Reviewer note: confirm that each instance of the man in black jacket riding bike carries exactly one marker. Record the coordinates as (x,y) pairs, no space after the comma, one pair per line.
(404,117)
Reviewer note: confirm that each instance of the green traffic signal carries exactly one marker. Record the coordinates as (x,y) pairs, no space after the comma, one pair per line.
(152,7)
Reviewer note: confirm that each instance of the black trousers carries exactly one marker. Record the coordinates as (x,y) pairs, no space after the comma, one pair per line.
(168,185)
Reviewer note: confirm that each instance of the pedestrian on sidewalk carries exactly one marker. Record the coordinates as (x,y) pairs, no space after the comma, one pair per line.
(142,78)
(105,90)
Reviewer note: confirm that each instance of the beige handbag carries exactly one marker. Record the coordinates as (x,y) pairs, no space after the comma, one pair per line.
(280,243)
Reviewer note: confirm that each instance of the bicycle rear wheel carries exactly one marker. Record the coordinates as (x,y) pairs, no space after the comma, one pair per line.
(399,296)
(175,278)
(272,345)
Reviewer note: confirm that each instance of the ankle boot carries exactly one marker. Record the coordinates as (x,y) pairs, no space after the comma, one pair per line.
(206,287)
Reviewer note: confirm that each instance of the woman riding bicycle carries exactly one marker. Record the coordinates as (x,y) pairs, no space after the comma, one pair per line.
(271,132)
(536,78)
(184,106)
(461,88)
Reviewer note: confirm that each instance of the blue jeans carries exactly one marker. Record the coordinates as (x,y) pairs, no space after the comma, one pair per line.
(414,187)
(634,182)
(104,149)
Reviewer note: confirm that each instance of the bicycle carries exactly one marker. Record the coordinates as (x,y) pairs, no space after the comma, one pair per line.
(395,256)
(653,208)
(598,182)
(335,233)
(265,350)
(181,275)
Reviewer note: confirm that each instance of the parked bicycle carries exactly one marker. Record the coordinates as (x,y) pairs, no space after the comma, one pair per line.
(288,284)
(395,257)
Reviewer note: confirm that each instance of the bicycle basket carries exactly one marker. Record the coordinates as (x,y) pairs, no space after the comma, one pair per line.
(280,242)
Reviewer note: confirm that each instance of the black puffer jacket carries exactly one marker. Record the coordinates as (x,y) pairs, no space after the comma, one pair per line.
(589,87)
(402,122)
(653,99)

=-=-=-=-=

» Exercise brief:
Please print the whole of the material verbatim.

» Answer space:
Reviewer note: confirm that each instance of the man in black jacket riding bike carries exactly one marker. Record the coordinates as (x,y) pairs, no space after the comma, one pair per line.
(404,117)
Reviewer note: confirm that each instance of the green traffic signal carries exactly one marker. Record the coordinates as (x,y) pairs, no space after the comma, one pair per line.
(152,7)
Reviewer note: confirm that each instance of the black trousers carries exactly one marker. Record the coordinates as (x,y) pairs, no space after the comma, one pair per line.
(168,185)
Reviewer note: confirm that each instance of the pedestrian on sidewalk carries exactly one marker. Record the coordinates as (x,y) pairs, no space after the comma, one pair per line.
(142,78)
(105,90)
Reviewer note: confirm that each instance of the beige handbag carries exactly one marker. Record the coordinates as (x,y) pairs, no space after the comma, one pair per line.
(280,243)
Reviewer note: confirm that each instance of the bicycle rear wheel carries exactly one marker. Record the coordinates as (x,y) pairs, no space after the comma, one pair per line.
(399,296)
(175,278)
(272,345)
Reviewer note: confirm that each instance of the ankle boot carries exactly one marker. Record the coordinates as (x,y) pairs, no space after the comma, one pair per line.
(206,287)
Reviewer note: confirm that each instance of the woman riding bicycle carries exactly one marker. Record the coordinates as (x,y) pairs, no space after the comma, one pair per line.
(271,132)
(536,78)
(184,106)
(461,88)
Reviewer note: confirm that each instance of the blue jeans carries exactly one marker. Record the coordinates as (x,y) pairs, no space after the comma, one pair per line.
(414,187)
(634,182)
(104,149)
Reviewer note: confirm that each instance of the bicycle carries exactly one marker. Record the coordinates as (x,y) pairs, no space after the comma, one pair per line.
(395,256)
(653,208)
(598,182)
(335,233)
(265,350)
(181,275)
Reviewer note: confirm that each instance of the parked bicycle carries exactly one marker. Record the coordinates as (x,y) pairs, no space after the comma, one pair per line.
(288,284)
(395,257)
Reviewer note: confirm that each instance of the bicycle basket carries exactly one marker. Record the coordinates as (x,y) pairs, no space after the comma, one pair per line.
(280,242)
Reviewer note: confirm that each instance of the black puffer jacket carries exactly one marker. Record the coordinates as (x,y) pairs, no space after the comma, one pair per line.
(589,87)
(402,122)
(653,99)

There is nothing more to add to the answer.